• [Excerpt to read]:
......

Production Support Lead

Sorry, this job was removed at 6:30 a.m. (CST) on Friday, June 2, 2023
Find out who's hiring in Houston, TX.
See all Finance jobs in Houston, TX
Apply
By clicking Apply Now you agree to share your profile information with the hiring company.

Introduction

NYDIG is a leading technology and financial services firm accelerating the Bitcoin future. We believe that Bitcoin is not just a new asset class but a potentially powerful force for good. NYDIG’s focus is two-fold. First, we aim to provide the best investor solution platform with the most sophisticated suite of products to corporations, asset managers, institutions, and other sophisticated investors. Second, we aim to democratize access by providing a technology platform capable of powering embedded bitcoin products and services for any financial institution. Our team is a group of proven innovators with deep domain expertise across finance and technology. We look for optimistic, passionate, low-ego, excellence-driven people who want to work together on creating impactful solutions. This is a rare opportunity to join a rapidly growing firm innovating in an exciting and dynamic industry.

......

• [Raw data]:

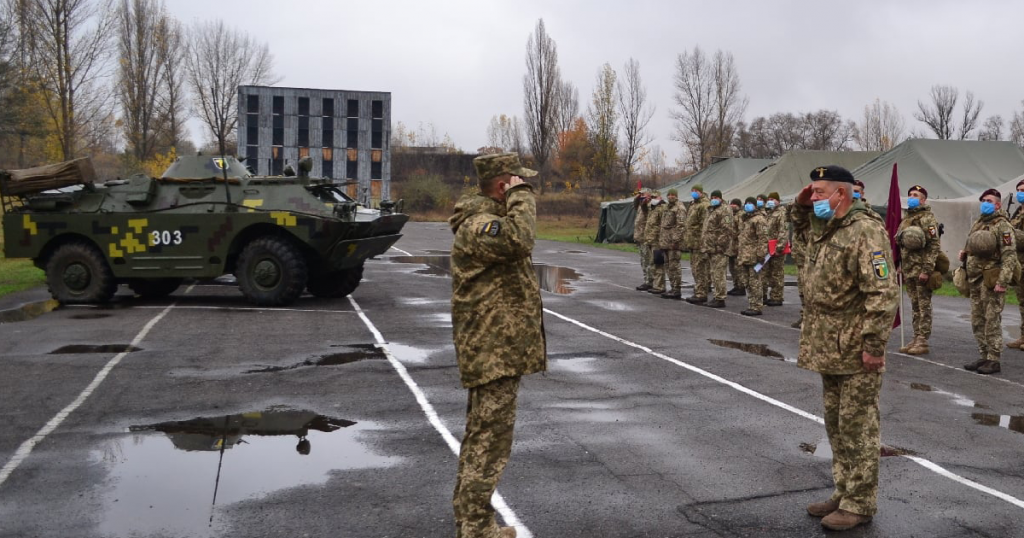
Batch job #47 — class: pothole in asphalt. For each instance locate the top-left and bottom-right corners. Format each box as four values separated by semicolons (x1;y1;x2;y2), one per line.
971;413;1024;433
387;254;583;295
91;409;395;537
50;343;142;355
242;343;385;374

......

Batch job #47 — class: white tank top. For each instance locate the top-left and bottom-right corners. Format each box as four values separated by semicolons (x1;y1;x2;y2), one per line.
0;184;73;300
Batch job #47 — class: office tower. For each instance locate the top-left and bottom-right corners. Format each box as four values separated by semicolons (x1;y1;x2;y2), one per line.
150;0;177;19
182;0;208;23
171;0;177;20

......

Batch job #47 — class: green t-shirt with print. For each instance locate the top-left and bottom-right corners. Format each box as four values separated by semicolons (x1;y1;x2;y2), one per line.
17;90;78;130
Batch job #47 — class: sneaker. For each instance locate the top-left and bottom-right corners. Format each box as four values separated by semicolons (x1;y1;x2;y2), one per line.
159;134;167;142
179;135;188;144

......

• [Actions to take]:
[a] Update the job posting between "Production Support Lead" and "the hiring company.", inclusive, putting "Dallas" wherever "Houston" appears.
[b] According to the job posting, when was the job removed?
The rows are unrelated to the job posting.

• [Answers to the exercise]:
[a]
Production Support Lead

Sorry, this job was removed at 6:30 a.m. (CST) on Friday, June 2, 2023
Find out who's hiring in Dallas, TX.
See all Finance jobs in Dallas, TX
Apply
By clicking Apply Now you agree to share your profile information with the hiring company.

[b] At 6:30 a.m. (CST) on Friday, June 2, 2023.